[Aim of the exercise]: Which lines in the items below contain the string "rough"? Copy each of those lines in full.

(Dataset entries)

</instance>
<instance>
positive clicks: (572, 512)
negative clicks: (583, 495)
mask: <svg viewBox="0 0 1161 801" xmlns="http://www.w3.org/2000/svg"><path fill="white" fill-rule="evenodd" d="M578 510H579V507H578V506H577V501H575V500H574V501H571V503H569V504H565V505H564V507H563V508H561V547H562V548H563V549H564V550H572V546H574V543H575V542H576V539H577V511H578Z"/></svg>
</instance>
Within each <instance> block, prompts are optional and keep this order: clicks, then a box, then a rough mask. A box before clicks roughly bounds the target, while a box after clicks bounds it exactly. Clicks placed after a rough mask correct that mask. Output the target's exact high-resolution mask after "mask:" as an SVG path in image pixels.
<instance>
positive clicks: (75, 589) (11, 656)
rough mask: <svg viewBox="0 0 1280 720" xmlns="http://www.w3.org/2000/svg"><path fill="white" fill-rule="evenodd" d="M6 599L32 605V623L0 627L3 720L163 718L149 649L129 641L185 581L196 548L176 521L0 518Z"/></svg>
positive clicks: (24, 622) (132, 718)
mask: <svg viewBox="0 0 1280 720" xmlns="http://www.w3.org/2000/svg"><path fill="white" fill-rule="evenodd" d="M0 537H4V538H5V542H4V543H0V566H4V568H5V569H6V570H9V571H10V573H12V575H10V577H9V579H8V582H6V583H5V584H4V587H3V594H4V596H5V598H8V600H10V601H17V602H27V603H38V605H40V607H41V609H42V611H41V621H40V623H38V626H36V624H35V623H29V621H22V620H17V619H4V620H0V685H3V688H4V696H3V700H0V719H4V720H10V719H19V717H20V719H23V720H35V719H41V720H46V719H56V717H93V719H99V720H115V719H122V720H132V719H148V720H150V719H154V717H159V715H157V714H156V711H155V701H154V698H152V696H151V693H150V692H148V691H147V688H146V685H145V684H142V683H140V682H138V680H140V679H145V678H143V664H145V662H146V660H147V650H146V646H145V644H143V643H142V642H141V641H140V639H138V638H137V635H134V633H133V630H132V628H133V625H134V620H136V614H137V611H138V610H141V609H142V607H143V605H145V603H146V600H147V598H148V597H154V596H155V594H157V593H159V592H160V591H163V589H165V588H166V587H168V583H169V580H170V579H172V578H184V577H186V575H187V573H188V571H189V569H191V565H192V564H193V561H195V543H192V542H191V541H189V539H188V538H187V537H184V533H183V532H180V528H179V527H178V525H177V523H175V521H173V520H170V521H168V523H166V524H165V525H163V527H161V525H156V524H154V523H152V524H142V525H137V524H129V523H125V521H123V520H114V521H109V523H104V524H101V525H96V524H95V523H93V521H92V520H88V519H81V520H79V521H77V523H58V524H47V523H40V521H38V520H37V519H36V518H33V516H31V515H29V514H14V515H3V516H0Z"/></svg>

[Written answer]:
Within each <instance> block, prompts are optional and keep this order: clicks, then a box, then a rough mask. A box before clicks roughly bounds the target, while a box after clicks bounds it exactly. Clicks placed after a rough mask correct that mask. Output the target's exact high-resolution mask after "mask:" as an SVG path in image pixels.
rough mask: <svg viewBox="0 0 1280 720" xmlns="http://www.w3.org/2000/svg"><path fill="white" fill-rule="evenodd" d="M6 599L32 605V623L0 627L3 720L163 718L149 649L129 641L185 581L196 548L176 521L0 518Z"/></svg>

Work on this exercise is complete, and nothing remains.